Job >> Find "Where can the short" in the data, then restate the line it sits in and every later line word for word, ending with the last line.

Dataset records about object locations >>
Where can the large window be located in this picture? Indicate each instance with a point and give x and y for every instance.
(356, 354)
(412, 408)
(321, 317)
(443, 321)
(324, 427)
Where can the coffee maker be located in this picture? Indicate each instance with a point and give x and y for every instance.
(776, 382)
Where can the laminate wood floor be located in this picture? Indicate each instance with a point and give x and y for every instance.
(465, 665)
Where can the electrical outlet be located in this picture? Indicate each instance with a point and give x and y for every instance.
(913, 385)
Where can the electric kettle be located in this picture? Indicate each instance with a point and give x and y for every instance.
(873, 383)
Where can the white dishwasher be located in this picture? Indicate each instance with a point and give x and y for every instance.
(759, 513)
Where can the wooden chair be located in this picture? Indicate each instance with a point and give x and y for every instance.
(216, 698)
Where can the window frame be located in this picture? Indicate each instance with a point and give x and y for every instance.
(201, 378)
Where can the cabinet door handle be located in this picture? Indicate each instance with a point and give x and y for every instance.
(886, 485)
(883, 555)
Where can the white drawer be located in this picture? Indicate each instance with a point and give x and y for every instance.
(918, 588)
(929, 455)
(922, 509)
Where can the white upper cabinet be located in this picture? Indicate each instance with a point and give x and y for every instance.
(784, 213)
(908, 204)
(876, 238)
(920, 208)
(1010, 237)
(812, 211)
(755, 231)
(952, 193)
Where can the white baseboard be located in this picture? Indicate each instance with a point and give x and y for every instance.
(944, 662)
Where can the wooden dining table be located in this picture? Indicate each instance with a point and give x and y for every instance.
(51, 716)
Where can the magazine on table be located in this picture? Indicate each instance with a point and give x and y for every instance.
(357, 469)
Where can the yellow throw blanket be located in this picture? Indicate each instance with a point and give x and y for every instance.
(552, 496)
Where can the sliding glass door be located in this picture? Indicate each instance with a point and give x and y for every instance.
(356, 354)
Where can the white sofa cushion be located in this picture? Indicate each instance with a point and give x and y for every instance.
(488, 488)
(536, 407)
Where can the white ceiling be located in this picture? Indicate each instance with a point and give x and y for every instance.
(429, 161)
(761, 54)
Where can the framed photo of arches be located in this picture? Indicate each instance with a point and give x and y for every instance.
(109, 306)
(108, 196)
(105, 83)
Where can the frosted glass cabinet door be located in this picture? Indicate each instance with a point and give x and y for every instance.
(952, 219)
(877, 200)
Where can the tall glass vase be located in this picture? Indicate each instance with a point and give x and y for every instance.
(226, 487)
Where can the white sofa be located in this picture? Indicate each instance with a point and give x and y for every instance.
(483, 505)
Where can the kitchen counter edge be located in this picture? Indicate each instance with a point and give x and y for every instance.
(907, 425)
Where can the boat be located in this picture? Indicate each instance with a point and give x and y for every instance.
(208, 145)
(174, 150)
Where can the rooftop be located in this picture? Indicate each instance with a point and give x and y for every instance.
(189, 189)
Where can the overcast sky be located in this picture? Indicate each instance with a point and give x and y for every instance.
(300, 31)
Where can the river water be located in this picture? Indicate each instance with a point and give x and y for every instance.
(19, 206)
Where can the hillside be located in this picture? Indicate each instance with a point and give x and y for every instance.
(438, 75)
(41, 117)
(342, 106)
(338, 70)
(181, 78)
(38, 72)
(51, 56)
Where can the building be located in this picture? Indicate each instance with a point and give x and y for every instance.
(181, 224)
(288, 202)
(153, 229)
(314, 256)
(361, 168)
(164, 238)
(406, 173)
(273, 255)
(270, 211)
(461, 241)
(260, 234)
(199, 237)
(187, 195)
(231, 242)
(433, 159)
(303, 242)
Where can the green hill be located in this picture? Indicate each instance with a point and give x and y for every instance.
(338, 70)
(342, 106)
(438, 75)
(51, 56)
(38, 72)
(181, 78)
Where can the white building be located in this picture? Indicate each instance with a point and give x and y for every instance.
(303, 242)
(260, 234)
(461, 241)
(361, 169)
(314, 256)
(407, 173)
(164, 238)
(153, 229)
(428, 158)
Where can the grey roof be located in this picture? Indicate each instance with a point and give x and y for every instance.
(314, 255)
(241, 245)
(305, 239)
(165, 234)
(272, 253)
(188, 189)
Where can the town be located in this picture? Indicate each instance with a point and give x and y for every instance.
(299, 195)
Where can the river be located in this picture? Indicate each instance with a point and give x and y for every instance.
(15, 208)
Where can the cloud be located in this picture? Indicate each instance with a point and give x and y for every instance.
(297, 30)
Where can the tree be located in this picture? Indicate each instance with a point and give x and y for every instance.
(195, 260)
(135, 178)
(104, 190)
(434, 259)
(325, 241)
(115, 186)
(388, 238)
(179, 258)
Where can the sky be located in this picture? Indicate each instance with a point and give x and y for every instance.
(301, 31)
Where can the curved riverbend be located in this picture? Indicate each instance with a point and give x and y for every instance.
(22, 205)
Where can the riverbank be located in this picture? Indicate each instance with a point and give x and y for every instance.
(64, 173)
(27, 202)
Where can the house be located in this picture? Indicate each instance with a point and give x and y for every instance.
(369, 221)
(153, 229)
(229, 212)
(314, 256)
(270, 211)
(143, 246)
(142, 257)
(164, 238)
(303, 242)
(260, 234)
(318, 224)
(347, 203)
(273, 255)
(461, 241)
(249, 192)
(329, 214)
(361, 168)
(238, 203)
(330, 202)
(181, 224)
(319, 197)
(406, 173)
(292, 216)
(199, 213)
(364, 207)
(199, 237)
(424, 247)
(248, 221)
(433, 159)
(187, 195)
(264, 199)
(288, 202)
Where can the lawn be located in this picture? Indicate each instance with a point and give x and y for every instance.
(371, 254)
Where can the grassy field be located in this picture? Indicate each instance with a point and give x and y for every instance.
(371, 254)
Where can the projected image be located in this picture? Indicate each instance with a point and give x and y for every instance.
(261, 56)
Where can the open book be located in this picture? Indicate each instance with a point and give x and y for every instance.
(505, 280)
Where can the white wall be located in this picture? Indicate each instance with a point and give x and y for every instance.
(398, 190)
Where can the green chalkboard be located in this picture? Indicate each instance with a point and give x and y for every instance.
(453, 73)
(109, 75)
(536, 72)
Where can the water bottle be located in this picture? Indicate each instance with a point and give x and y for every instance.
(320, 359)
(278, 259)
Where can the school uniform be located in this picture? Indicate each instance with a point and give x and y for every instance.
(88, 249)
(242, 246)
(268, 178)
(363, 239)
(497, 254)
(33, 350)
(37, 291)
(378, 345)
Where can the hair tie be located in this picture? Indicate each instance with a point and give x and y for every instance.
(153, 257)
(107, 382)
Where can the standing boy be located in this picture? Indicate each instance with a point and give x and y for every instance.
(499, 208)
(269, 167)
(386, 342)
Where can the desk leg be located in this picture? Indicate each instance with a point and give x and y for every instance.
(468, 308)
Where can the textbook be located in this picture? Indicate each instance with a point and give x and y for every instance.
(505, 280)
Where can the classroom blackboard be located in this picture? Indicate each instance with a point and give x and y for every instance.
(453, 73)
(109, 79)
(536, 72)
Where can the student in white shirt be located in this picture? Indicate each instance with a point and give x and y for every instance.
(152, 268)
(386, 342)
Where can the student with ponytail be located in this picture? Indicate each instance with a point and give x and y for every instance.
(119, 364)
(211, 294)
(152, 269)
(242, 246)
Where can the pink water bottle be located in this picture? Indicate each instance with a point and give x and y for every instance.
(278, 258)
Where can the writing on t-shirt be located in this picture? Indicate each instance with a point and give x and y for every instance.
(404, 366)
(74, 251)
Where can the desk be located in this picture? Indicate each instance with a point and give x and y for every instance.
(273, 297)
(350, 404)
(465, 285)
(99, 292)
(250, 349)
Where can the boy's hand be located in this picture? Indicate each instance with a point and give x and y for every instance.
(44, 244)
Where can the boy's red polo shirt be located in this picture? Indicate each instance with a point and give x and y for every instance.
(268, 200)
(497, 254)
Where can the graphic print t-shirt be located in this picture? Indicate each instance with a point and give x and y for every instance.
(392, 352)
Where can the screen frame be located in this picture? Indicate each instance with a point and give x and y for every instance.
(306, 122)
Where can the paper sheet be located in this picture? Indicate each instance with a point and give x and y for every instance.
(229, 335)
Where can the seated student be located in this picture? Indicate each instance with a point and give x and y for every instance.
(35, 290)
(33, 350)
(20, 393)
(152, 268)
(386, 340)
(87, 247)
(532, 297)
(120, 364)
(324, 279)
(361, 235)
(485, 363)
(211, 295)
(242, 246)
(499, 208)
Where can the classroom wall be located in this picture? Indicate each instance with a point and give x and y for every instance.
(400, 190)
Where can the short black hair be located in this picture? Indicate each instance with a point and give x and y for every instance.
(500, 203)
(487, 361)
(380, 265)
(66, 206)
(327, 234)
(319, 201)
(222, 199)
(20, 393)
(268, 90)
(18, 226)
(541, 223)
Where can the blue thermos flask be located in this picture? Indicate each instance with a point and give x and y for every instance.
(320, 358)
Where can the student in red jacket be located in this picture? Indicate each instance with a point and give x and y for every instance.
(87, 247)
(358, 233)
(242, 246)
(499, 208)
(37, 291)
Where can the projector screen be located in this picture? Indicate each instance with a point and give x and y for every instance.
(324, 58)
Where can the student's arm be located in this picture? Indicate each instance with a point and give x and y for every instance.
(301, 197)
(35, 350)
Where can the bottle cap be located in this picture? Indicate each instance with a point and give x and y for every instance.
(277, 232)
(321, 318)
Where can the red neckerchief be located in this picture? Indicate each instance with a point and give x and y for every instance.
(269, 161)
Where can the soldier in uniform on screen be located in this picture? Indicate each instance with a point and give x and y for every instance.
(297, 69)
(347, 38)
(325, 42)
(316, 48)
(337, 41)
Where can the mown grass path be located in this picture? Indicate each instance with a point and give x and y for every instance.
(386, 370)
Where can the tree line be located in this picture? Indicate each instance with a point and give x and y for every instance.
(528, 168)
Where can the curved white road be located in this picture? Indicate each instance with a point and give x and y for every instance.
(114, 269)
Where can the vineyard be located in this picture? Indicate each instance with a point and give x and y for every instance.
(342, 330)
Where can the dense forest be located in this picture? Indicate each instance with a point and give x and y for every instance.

Answer for this exercise >>
Where can the short black hair be located in this picture? Indicate each instance with a point and give x and y for every instance.
(500, 203)
(487, 361)
(380, 265)
(66, 206)
(327, 234)
(319, 201)
(222, 199)
(20, 393)
(268, 90)
(18, 226)
(541, 223)
Where can the blue thermos flask be located in this picture? Indicate each instance with a point and give x and y for every instance.
(320, 358)
Where can the student in red jacket be located in this picture? Indicate each instance with a point and give x and y for every instance.
(87, 247)
(358, 233)
(242, 246)
(499, 208)
(37, 291)
Where can the projector screen be located in this picture? Indicate each instance with a point and give x and y for every instance.
(324, 58)
Where can the student's arm be located in this picture? Indicate each instance with a point and give x and y for every instance.
(301, 197)
(35, 350)
Where can the bottle cap be located in this picture? Indicate each instance with a point and give x and y for every instance.
(277, 232)
(321, 318)
Where can the red neckerchief be located in this picture? Indicate each instance with a point and give x and y for every instance.
(269, 161)
Where can the soldier in uniform on screen be located in this picture? Indicate each instance with a point and give x and y for every instance.
(297, 69)
(347, 38)
(325, 42)
(316, 48)
(337, 41)
Where can the mown grass path be located in this picture? Indicate each instance with a point and give x and y for every instance.
(386, 370)
Where can the tree line be located in this picture? Indicate each instance with a point and give x and y for every instance.
(528, 168)
Where can the curved white road be located in this picture? Indicate each instance with a point and give x and y for every instance.
(114, 269)
Where can the vineyard be located in this picture? Indicate each instance with a point and give x and y for every instance.
(342, 330)
Where can the dense forest be located in this picture? Indicate each instance with a point and give x and y for every instance.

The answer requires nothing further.